• [Prompt]
Set every entry down again, unchanged, picture-free.

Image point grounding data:
===============

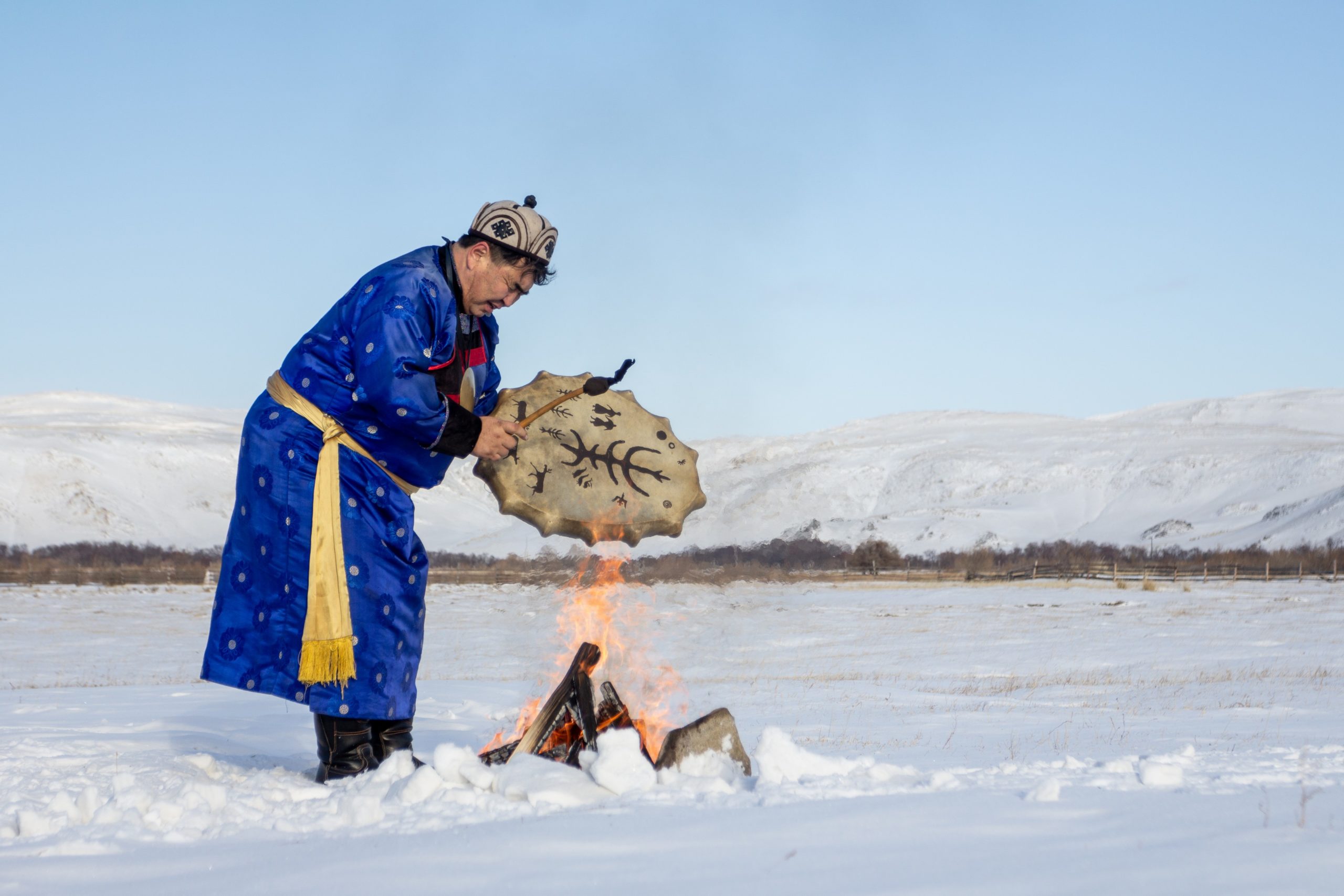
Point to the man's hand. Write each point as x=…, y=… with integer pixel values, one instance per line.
x=498, y=438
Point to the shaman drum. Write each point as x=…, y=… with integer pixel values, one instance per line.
x=593, y=468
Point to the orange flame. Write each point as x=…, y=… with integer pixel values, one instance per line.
x=613, y=614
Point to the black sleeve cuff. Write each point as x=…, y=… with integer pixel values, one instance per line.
x=460, y=431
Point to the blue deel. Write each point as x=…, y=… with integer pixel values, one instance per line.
x=366, y=363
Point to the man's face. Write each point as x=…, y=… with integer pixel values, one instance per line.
x=492, y=287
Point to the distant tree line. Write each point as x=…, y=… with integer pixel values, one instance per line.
x=773, y=559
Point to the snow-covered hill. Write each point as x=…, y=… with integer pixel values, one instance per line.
x=1227, y=472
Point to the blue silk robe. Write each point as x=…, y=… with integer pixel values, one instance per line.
x=368, y=363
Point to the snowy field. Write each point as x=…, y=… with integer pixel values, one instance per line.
x=999, y=739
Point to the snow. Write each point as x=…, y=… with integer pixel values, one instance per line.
x=1263, y=468
x=922, y=739
x=620, y=766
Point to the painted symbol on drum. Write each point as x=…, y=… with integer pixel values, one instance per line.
x=627, y=465
x=538, y=479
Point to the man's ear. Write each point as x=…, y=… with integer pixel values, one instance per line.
x=478, y=256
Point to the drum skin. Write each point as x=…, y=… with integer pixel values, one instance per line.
x=594, y=468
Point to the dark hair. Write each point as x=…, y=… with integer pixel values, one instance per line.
x=542, y=273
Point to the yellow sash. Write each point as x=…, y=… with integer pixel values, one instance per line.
x=328, y=650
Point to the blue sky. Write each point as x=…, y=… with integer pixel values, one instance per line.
x=791, y=214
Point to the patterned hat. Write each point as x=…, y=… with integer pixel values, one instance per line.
x=518, y=227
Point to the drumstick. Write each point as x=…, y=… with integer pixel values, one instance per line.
x=594, y=386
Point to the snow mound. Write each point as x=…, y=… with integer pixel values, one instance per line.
x=620, y=765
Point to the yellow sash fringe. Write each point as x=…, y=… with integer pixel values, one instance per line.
x=327, y=655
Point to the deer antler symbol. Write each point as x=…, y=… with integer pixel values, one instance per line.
x=627, y=465
x=539, y=479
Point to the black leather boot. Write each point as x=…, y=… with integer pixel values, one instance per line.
x=390, y=736
x=344, y=747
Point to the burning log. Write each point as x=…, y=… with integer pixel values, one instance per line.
x=569, y=722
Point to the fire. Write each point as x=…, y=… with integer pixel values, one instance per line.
x=613, y=614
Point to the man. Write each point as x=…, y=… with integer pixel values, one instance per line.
x=322, y=592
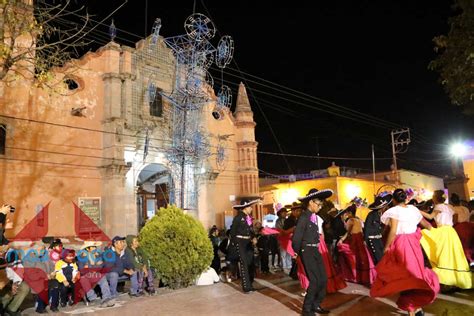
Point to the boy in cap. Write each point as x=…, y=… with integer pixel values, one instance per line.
x=91, y=267
x=67, y=274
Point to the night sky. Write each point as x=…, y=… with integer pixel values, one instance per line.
x=368, y=56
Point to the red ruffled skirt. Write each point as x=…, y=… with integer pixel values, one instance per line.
x=465, y=232
x=355, y=260
x=335, y=281
x=402, y=270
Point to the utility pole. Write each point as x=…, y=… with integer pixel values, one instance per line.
x=373, y=169
x=400, y=141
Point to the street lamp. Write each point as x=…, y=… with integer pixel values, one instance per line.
x=458, y=150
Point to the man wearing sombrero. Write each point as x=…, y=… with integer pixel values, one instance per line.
x=373, y=226
x=305, y=243
x=242, y=235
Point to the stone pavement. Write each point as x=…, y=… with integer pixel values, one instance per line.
x=276, y=295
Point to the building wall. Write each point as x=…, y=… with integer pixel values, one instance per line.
x=417, y=180
x=52, y=156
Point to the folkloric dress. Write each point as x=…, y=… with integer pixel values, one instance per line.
x=402, y=269
x=444, y=250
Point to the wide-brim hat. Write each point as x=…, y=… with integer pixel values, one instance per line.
x=296, y=206
x=316, y=194
x=245, y=203
x=381, y=202
x=90, y=243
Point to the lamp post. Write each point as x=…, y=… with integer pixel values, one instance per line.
x=458, y=183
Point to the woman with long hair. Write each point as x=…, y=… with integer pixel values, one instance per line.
x=443, y=246
x=402, y=269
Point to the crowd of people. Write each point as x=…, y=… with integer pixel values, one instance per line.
x=59, y=277
x=430, y=245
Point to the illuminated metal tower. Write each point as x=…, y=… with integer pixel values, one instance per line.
x=191, y=148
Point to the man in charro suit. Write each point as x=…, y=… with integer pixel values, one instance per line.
x=243, y=241
x=373, y=226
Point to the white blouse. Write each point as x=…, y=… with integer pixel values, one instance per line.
x=445, y=215
x=463, y=213
x=408, y=218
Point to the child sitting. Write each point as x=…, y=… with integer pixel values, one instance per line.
x=67, y=274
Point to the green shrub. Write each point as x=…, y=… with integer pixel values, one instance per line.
x=177, y=245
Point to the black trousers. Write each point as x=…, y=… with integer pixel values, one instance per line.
x=247, y=265
x=316, y=273
x=264, y=260
x=375, y=246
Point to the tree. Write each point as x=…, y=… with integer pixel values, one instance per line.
x=455, y=62
x=177, y=245
x=34, y=38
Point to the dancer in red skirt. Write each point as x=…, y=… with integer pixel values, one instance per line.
x=335, y=281
x=354, y=258
x=401, y=269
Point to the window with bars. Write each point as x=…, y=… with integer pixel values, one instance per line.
x=3, y=138
x=156, y=104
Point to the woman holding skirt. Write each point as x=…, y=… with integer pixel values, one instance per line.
x=443, y=246
x=401, y=269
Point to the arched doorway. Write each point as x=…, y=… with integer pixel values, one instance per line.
x=154, y=186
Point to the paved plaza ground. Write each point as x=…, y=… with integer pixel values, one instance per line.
x=276, y=295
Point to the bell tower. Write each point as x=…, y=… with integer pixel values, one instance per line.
x=247, y=149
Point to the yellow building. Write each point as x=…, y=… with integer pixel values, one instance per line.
x=346, y=188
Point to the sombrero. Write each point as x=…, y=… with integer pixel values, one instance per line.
x=296, y=206
x=245, y=203
x=380, y=202
x=316, y=194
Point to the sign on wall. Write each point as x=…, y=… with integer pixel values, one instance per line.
x=91, y=207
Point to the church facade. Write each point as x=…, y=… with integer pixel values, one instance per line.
x=103, y=144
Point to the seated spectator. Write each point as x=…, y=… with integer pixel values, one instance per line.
x=91, y=267
x=12, y=297
x=141, y=264
x=39, y=275
x=67, y=274
x=208, y=277
x=119, y=267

===============

• [Answer to this exercise]
Point to the man's hand. Write each point as x=…, y=… with integer pixel values, one instance per line.
x=498, y=438
Point to the shaman drum. Write each point as x=…, y=… with integer pixel values, one instance per line.
x=593, y=468
Point to the orange flame. Write each point as x=…, y=… with integer pixel values, one instance per line.
x=613, y=614
Point to the black sleeve cuff. Write each point as x=…, y=… with integer pixel values, one instance per line.
x=460, y=431
Point to the blue deel. Write each point as x=…, y=… with integer pixel values, one instance per line.
x=366, y=363
Point to the man's face. Write each point as x=…, y=… with integer pixel values, one instance per line.
x=492, y=287
Point to the distant tree line. Write each point as x=…, y=… with integer pixel values, one instance per line.
x=773, y=559
Point to the snow-covered hill. Write each point as x=…, y=… with integer pixel values, one instance per line.
x=1227, y=472
Point to the blue silk robe. Write each point as x=…, y=… with integer pixel values, one instance per line.
x=368, y=363
Point to the snowy field. Write each point as x=…, y=… with integer pixel values, one instance per line.
x=999, y=739
Point to the snow. Write each point as x=…, y=… with integer pixel values, one instance per line.
x=1263, y=468
x=922, y=739
x=620, y=766
Point to the painted symbol on drum. Write each point as x=…, y=… with integer pixel values, one instance per line.
x=627, y=465
x=538, y=479
Point to the man's ear. Write each point as x=…, y=… with integer pixel values, one instance per line.
x=478, y=256
Point to the drum skin. Write each point as x=…, y=… with integer pixel values, one instance per line.
x=594, y=468
Point to the dark hair. Write each point as x=…, y=… with integer pixel values, one instance per line.
x=542, y=273
Point to the yellow sash. Write each point as x=…, y=… with integer pixel values, one instance per line.
x=328, y=650
Point to the blue sky. Write each point as x=…, y=… with integer pixel values, one instance per line.
x=791, y=214
Point to the patterned hat. Write each point as x=…, y=… with integer pixel values, one instance per line.
x=518, y=227
Point to the drumstick. Write each point as x=…, y=… with integer pixel values, one instance per line.
x=594, y=386
Point to the snow mound. Write each point as x=…, y=… with integer pixel values, one instance per line.
x=620, y=765
Point to the yellow sash fringe. Write each point as x=…, y=… with integer pixel values, one instance per line.
x=327, y=655
Point to the deer antler symbol. Write each point as x=…, y=… with integer pixel values, one instance per line.
x=627, y=465
x=539, y=479
Point to the black leather boot. Write each point as x=…, y=… with integer pixel values, one instance per line.
x=390, y=736
x=344, y=747
Point to the burning log. Write each point as x=…, y=… with integer pixel values, one instance per line.
x=569, y=722
Point to the fire. Write each point as x=…, y=… with integer pixel values, one instance per line.
x=613, y=614
Point to the man. Write each point as x=…, y=… with integer pixel values, one instance per line.
x=322, y=592
Point to the boy in cap. Write each point as x=…, y=… with integer pixel values, one instance per line.
x=91, y=267
x=67, y=274
Point to the night sky. Write each point as x=…, y=… with integer pixel values, one instance per line.
x=368, y=56
Point to the red ruffled skirt. Write each point as x=…, y=… with integer pixel values, one instance per line.
x=465, y=232
x=355, y=260
x=335, y=281
x=402, y=270
Point to the utility pole. Write each point as x=…, y=… with integer pixel values, one instance per line.
x=373, y=169
x=400, y=141
Point to the street lamp. Write each point as x=…, y=… with integer pixel values, one instance per line.
x=458, y=150
Point to the man wearing sombrero. Write each point as x=…, y=… with integer pixel values, one instance per line.
x=373, y=226
x=305, y=243
x=242, y=235
Point to the stone pavement. Write each point as x=…, y=… with integer pixel values, one instance per line.
x=276, y=295
Point to the building wall. Write each point as x=…, y=… with integer pixel values, one instance per line.
x=417, y=180
x=52, y=156
Point to the folkloric dress. Write each point as x=…, y=… with integer pixel values, one instance per line.
x=402, y=269
x=444, y=250
Point to the wide-brim hat. Write each point as x=…, y=… with integer pixel values, one instance per line.
x=296, y=206
x=316, y=194
x=245, y=203
x=381, y=202
x=90, y=243
Point to the lamp post. Write each point as x=…, y=… with integer pixel values, one instance per line.
x=458, y=183
Point to the woman with long hair. Write each point as x=…, y=… with integer pixel values, one instance per line.
x=443, y=246
x=402, y=269
Point to the crowd of people. Write each point as x=…, y=… with integer pixel values, one instance per line.
x=59, y=277
x=430, y=245
Point to the illuminated metal tower. Write each point as x=…, y=… with integer pixel values, one instance per line.
x=191, y=148
Point to the man in charro suit. Write each point as x=…, y=… with integer pixel values, one instance per line.
x=243, y=241
x=373, y=226
Point to the white blouse. Write each point as x=…, y=… with integer pixel values, one instance per line.
x=445, y=215
x=463, y=213
x=408, y=218
Point to the child sitting. Write each point as x=…, y=… with integer pixel values, one instance per line.
x=67, y=274
Point to the green shrub. Write each point as x=…, y=… with integer pixel values, one instance per line.
x=177, y=245
Point to the black trousers. Write each point as x=…, y=… with integer pixel values, one instance per line.
x=247, y=265
x=316, y=273
x=264, y=260
x=375, y=246
Point to the tree. Write each point as x=…, y=… with integer pixel values, one instance per line.
x=455, y=62
x=177, y=245
x=34, y=38
Point to the dancer in red skirt. Write each point as x=…, y=… with integer pixel values, one instance per line.
x=335, y=281
x=354, y=258
x=401, y=269
Point to the window with bars. Write each point as x=…, y=… with integer pixel values, one instance per line.
x=3, y=138
x=156, y=104
Point to the woman holding skirt. Write each point as x=…, y=… with integer pixel values, one instance per line.
x=443, y=246
x=401, y=269
Point to the arched doorway. Write each point as x=…, y=… with integer pixel values, one instance per line.
x=154, y=186
Point to the paved plaza ground. Write each point as x=…, y=… with integer pixel values, one instance per line.
x=276, y=295
Point to the bell tower. Write each point as x=…, y=… with integer pixel values, one instance per line.
x=247, y=149
Point to the yellow building. Write each point as x=…, y=… with integer pixel values, one instance per line.
x=346, y=188
Point to the sombrero. Write each point as x=…, y=… with integer pixel values, one instance per line.
x=296, y=206
x=245, y=203
x=380, y=202
x=316, y=194
Point to the sign on wall. Write each point as x=…, y=… with integer pixel values, one instance per line.
x=91, y=207
Point to the church facade. Write each point as x=…, y=… with integer pixel values, one instance per line.
x=103, y=144
Point to the seated spectator. Write each point as x=…, y=… with integer pixel values, one instance per line.
x=91, y=267
x=12, y=297
x=141, y=264
x=39, y=275
x=67, y=274
x=208, y=277
x=119, y=267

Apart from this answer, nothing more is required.